### WORK REQUIRED
Continue the text about Emmanuel Van der Auwera below, picking up after its final sentence.
TEXT UNDER STUDY START
Chambre d'Amis II, Dallas x Emmanuel Van der Auwera
 

In Chambre d'Amis: Dallas Edition 2, Emmanuel Van der Auwera and Lucia Simek (Executive Director, Dallas Contemporary) spoke about the emotional currency of images and the assembly of the real, discussing a range of subjects from rare earth minerals to various forms of automation.

 

The following viewing room includes documentation of this event, as well as a presentation of the works discussed. 

Thank you to Peter, Brad, Lucia, Tammy and everybody who turned up for a fantastic second edition of Chambre d’Amis (Dallas), hosted at the Augustus Owen Foundation. 
  • ABOUT Emmanuel Van der Auwera

    ABOUT Emmanuel Van der Auwera

    Emmanuel Van der Auwera (b. 1982) lives and works in Brussels, Belgium. 


    Whether through filmmaking, VideoSculpture, theater, printmaking, or other media, Emmanuel Van der Auwera takes us straight to the core of the image, questioning our visual literacy: How do images of contemporary mass media operate on various publics and to what end? How do existing codes and conventions shape the framing of events and their entry in our collective memory? While bringing us no closer to a monolithic truth, Van der Auwera constructs new paradigms for reading images and understanding our relationships with them. His fascination with the deconstruction of the technologies of seeing stems from his investigations into the ethics of the gaze. A turning point in his practice, in 2012, he started to make works that responded to what he saw as ‘a shift in paradigm’ fuelled by the growth of social media, and to interrogate the relationship between the currency of the image and the ‘currency of emotions within the image’. In this new visual economy, the spectator has also become the spectacle, trading on the authenticity of their experience and our sublime fascination with things that terrify, disgust or enrapture us. His process of creating an engaging visual experience that pulls the viewer out of their passivity, demonstrates the risk of further transforming reality into a simulation. Following Susan Sontag, these representations are a means of making ‘real’ (or ‘more real’) matters that the privileged and the merely safe might prefer to ignore. Van der Auwera’s work reflects upon these chains of production and consumption, and the responsibility inherent in the act of seeing.
TEXT UNDER STUDY END
DATASET START
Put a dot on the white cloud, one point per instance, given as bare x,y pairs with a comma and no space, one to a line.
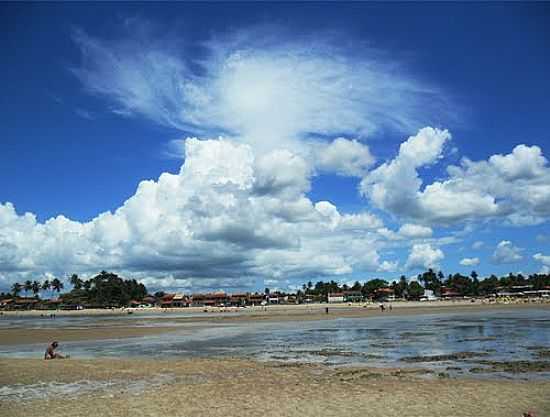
545,260
225,219
262,84
344,157
478,244
413,231
514,187
423,255
469,261
506,253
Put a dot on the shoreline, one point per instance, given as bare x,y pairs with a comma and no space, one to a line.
151,323
221,387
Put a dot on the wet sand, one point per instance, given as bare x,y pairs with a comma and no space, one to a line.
152,320
23,336
230,387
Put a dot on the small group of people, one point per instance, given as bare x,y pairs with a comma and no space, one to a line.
52,354
383,308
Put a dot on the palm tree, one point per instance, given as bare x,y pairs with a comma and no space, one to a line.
16,289
57,285
75,282
46,286
27,286
35,288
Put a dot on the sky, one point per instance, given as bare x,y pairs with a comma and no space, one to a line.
237,146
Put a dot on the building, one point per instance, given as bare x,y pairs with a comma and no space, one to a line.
353,296
384,294
335,297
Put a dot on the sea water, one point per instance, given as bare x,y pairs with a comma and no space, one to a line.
391,340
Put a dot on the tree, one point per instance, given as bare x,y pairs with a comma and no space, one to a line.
16,289
75,281
27,286
370,287
57,285
430,281
415,290
35,288
46,286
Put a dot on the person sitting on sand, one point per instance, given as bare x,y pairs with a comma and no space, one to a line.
51,353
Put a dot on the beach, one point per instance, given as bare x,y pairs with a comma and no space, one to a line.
232,387
165,366
153,320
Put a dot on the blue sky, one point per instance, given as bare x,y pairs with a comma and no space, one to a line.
80,130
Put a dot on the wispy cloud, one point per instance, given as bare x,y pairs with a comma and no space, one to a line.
260,84
85,114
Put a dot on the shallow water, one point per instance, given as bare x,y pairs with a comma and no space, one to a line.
387,341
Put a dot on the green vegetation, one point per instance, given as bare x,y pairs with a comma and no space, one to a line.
458,284
104,290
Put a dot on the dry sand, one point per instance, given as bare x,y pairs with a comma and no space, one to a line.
22,336
234,387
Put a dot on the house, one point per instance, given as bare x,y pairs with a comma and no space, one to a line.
353,296
256,299
238,299
384,294
449,293
335,297
219,298
428,296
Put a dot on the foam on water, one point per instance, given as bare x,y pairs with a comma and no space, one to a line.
43,390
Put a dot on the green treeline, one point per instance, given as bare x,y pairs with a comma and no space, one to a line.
461,284
104,290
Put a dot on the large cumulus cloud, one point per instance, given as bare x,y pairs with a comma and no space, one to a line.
226,215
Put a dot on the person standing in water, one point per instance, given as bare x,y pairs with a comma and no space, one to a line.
52,354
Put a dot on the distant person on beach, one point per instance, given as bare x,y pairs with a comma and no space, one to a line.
52,354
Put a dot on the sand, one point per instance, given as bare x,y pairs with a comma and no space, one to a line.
236,387
153,322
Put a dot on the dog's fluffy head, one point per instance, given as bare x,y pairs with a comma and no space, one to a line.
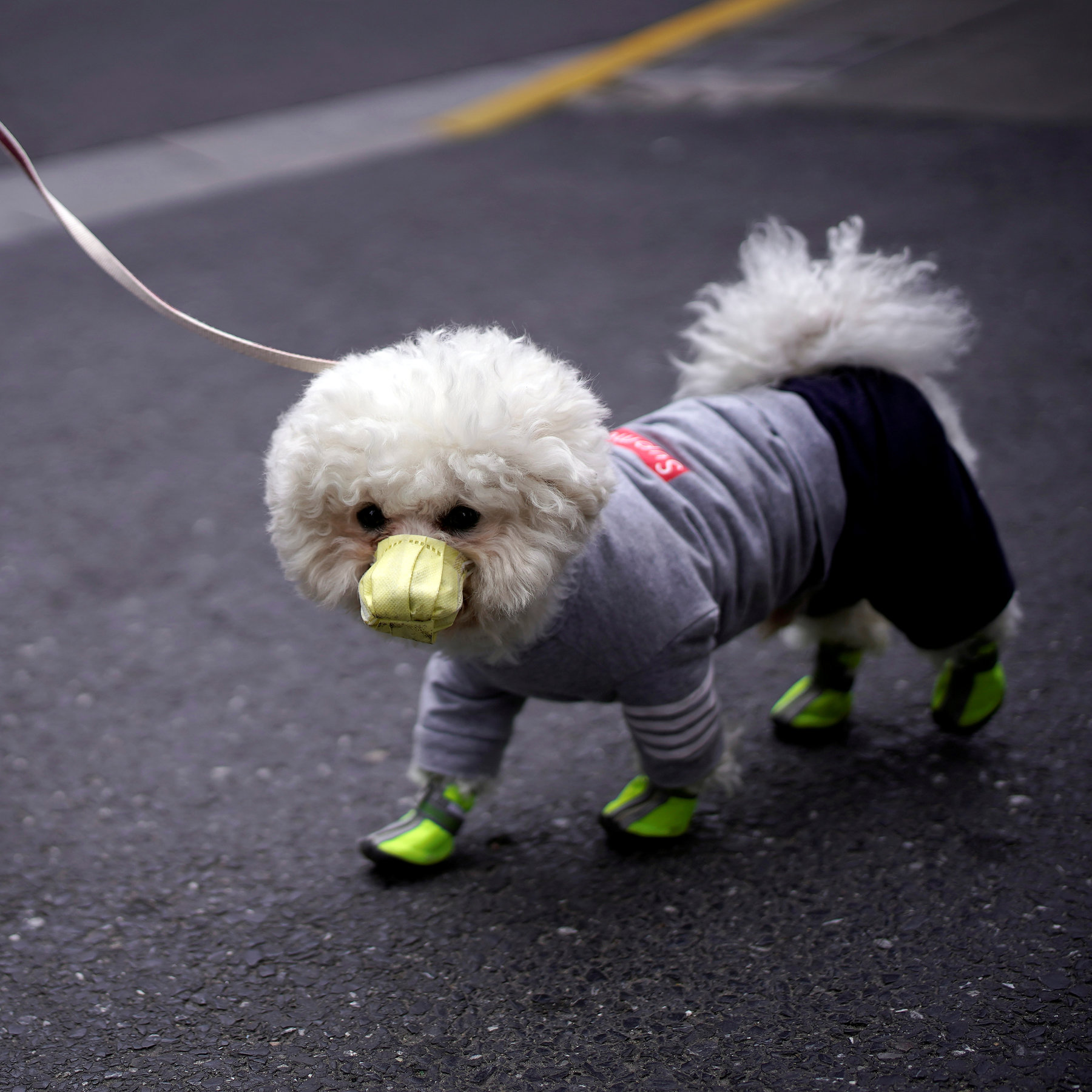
449,419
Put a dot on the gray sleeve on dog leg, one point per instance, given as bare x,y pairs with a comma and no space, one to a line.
463,722
679,742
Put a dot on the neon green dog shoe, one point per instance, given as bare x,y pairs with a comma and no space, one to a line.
815,709
426,835
969,689
645,811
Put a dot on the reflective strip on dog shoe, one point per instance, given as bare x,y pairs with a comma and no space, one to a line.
969,690
645,811
807,707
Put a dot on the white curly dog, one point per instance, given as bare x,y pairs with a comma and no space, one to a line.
461,488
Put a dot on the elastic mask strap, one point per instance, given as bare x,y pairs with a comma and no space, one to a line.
94,249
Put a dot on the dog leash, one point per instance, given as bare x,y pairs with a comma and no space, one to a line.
98,252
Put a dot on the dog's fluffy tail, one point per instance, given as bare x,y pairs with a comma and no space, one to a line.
791,315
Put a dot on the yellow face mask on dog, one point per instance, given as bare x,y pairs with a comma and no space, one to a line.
414,588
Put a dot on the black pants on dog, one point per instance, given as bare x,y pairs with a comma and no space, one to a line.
917,542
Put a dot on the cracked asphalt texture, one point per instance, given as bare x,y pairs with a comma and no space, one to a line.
189,749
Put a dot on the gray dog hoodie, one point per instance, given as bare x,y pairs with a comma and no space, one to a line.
726,509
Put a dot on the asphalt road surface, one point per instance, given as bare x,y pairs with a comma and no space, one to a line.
189,749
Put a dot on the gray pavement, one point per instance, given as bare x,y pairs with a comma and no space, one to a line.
189,749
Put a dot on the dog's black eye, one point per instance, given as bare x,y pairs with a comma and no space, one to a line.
459,519
371,518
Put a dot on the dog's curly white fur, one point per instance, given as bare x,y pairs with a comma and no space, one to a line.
479,417
448,417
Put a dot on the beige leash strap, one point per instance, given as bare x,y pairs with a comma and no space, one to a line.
109,265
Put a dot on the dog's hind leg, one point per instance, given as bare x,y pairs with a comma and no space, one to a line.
816,709
971,685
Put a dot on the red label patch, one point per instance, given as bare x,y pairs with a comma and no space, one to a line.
650,453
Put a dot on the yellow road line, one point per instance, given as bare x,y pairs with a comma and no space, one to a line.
541,92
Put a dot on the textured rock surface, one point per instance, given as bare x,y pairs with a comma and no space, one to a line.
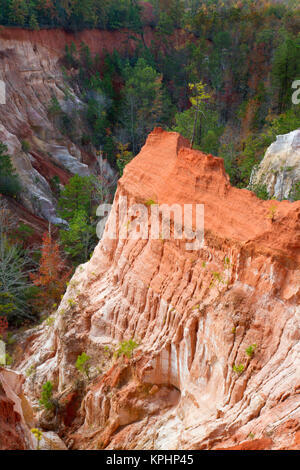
16,414
32,75
30,66
280,167
193,313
DATASET END
### RESPONSE
  • BIO

    Van der Auwera is a 2015 laureate of the Higher Institute for Fine Arts (HISK) post-academic course in Ghent (BE), a 2015 Langui Award recipient of the Young Belgian Art Prize, and the first winner of the Goldwasserschenking awarded by the WIELS Contemporary Art Centre and the Belgian Royal Museums of Fine Arts (BE). His work has been the subject of solo exhibitions at institutions including HEK - Haus der Elektronischen Künste (Basel, CH); Photoforum Pasquart (Biel, CH); IKOB - Museum of Contemporary Art (Eupen, BE); Le Botanique (Brussels, BE); CAP - Centre d’Art Contemporain de Saint Fons (Lyon, FR). Van der Auwera has participated in group exhibitions at the Palais de Tokyo (Paris, FR); Pinakothek der Moderne (Munich, DE); KW Institute for Contemporary Art (Berlin, DE); WIELS Contemporary Art Centre (Brussels, BE); Kunsthal Charlottenborg (Copenhagen, DK); Deichtorhallen Hamburg (Hamburg, DE); Galerie Rudolfinum (Prague, CK); 8th Yokohama Triennale (Yokohama, JP); Centre Wallonie-Bruxelles (Paris, FR); Kunsthalle Wien (Vienna, AT); Jeu de Paume (Paris, FR); and many others.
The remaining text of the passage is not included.